Collected data entries
● ● ● ● ●
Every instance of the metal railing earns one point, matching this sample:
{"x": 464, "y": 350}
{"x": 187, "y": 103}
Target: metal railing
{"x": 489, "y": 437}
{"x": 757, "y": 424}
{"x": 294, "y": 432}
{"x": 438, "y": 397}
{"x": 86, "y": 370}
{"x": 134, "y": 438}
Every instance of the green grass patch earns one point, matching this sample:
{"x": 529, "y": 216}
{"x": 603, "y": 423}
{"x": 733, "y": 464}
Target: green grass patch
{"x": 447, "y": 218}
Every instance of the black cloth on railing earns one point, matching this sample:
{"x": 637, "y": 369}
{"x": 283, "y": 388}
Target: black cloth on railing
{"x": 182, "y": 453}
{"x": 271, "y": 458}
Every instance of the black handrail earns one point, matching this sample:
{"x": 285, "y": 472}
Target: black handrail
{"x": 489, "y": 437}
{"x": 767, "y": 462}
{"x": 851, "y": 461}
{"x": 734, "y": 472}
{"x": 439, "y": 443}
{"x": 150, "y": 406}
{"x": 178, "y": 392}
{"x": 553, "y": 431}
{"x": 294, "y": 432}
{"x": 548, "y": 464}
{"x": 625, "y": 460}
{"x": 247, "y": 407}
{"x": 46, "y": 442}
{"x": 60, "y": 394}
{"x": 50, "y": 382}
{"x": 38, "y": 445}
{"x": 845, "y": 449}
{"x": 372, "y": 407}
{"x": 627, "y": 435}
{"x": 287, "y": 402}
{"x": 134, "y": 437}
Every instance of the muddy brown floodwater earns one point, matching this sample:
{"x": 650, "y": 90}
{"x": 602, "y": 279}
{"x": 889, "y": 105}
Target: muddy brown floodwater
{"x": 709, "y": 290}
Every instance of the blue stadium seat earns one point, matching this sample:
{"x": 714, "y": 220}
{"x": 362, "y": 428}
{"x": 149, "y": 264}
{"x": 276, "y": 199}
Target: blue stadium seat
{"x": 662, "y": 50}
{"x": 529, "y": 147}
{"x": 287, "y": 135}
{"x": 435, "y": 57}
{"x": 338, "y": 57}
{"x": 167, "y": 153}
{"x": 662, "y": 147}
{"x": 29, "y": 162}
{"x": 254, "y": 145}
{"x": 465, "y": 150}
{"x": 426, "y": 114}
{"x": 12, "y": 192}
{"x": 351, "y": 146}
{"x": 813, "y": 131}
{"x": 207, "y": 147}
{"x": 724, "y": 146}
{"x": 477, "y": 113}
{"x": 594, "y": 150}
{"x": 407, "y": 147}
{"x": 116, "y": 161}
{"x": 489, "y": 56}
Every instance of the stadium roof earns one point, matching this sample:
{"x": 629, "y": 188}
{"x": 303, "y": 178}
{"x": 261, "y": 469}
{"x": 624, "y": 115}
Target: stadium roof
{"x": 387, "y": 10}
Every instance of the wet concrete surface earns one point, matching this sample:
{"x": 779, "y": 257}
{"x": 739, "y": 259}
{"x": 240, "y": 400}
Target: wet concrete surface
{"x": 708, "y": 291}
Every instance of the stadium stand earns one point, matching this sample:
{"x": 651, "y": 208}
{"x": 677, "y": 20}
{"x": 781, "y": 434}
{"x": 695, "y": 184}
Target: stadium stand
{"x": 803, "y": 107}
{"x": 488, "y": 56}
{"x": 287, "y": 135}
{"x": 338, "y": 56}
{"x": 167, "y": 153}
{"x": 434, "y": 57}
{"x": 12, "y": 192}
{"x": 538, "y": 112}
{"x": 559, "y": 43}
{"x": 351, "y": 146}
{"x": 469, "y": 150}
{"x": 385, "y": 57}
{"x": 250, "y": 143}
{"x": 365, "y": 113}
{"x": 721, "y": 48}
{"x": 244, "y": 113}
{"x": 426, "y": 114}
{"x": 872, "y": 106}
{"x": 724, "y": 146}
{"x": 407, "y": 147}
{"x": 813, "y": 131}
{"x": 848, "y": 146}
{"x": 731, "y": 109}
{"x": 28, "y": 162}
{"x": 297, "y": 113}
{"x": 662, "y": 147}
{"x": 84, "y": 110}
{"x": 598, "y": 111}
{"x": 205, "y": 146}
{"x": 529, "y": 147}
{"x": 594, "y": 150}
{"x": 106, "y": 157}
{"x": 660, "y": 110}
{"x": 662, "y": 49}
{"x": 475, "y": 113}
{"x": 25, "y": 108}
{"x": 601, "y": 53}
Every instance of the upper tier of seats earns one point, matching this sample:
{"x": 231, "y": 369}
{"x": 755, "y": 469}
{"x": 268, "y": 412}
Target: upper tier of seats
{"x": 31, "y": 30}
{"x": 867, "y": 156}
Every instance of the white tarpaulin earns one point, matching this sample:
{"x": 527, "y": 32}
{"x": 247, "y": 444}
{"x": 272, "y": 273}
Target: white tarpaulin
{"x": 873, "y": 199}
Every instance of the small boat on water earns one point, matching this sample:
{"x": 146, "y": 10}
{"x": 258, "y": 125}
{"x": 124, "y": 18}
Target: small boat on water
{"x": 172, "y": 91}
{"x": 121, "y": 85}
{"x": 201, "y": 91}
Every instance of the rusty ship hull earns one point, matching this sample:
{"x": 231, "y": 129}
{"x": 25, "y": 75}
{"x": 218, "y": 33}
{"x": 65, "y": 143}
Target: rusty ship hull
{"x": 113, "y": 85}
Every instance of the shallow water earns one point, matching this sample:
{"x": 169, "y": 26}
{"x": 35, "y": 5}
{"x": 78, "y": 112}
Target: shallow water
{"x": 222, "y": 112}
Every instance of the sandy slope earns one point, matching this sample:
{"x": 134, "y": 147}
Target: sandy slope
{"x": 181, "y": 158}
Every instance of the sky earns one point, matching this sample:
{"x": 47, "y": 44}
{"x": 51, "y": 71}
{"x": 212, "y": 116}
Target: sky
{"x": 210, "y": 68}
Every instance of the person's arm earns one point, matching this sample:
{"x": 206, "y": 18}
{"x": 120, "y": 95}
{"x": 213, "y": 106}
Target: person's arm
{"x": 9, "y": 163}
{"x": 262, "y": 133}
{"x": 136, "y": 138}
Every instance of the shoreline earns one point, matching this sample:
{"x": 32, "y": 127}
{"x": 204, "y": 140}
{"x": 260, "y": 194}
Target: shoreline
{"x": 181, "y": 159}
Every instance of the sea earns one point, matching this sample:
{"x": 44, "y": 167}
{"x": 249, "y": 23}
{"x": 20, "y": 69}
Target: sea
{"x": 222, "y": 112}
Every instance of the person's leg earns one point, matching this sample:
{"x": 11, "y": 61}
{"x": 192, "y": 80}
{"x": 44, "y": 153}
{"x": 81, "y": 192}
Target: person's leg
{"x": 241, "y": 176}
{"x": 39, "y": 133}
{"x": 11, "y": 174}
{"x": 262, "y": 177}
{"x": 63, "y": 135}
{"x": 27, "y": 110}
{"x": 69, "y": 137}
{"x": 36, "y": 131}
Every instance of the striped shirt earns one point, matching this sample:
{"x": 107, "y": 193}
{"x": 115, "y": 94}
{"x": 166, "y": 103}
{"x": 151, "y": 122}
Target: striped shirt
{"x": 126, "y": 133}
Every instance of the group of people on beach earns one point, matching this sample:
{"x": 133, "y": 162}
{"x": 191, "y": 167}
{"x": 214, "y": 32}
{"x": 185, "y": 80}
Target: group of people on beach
● ● ● ● ●
Please rewrite every line of the material, starting at the line containing "Every instance of the sea" and ending at the end of the material. Scale only the answer coordinates by 0.8 and round them to whole numbers, rounding halves up, and leave every other line and number as it is.

Every instance of the sea earns one point, matching this sample:
{"x": 44, "y": 167}
{"x": 249, "y": 23}
{"x": 20, "y": 69}
Target: sea
{"x": 178, "y": 90}
Every instance of the person's leg earns one point, matching this sample:
{"x": 11, "y": 61}
{"x": 192, "y": 80}
{"x": 44, "y": 153}
{"x": 81, "y": 192}
Target: person's leg
{"x": 193, "y": 141}
{"x": 31, "y": 106}
{"x": 9, "y": 139}
{"x": 210, "y": 142}
{"x": 50, "y": 108}
{"x": 22, "y": 88}
{"x": 55, "y": 110}
{"x": 29, "y": 105}
Every instance of the striped shirt earns one point, matching this sample:
{"x": 107, "y": 193}
{"x": 115, "y": 94}
{"x": 166, "y": 103}
{"x": 151, "y": 122}
Target: striped shirt
{"x": 101, "y": 106}
Every instance of the group of people on beach earns one point, matching this sample:
{"x": 133, "y": 162}
{"x": 191, "y": 167}
{"x": 214, "y": 32}
{"x": 185, "y": 80}
Target: group of people on beach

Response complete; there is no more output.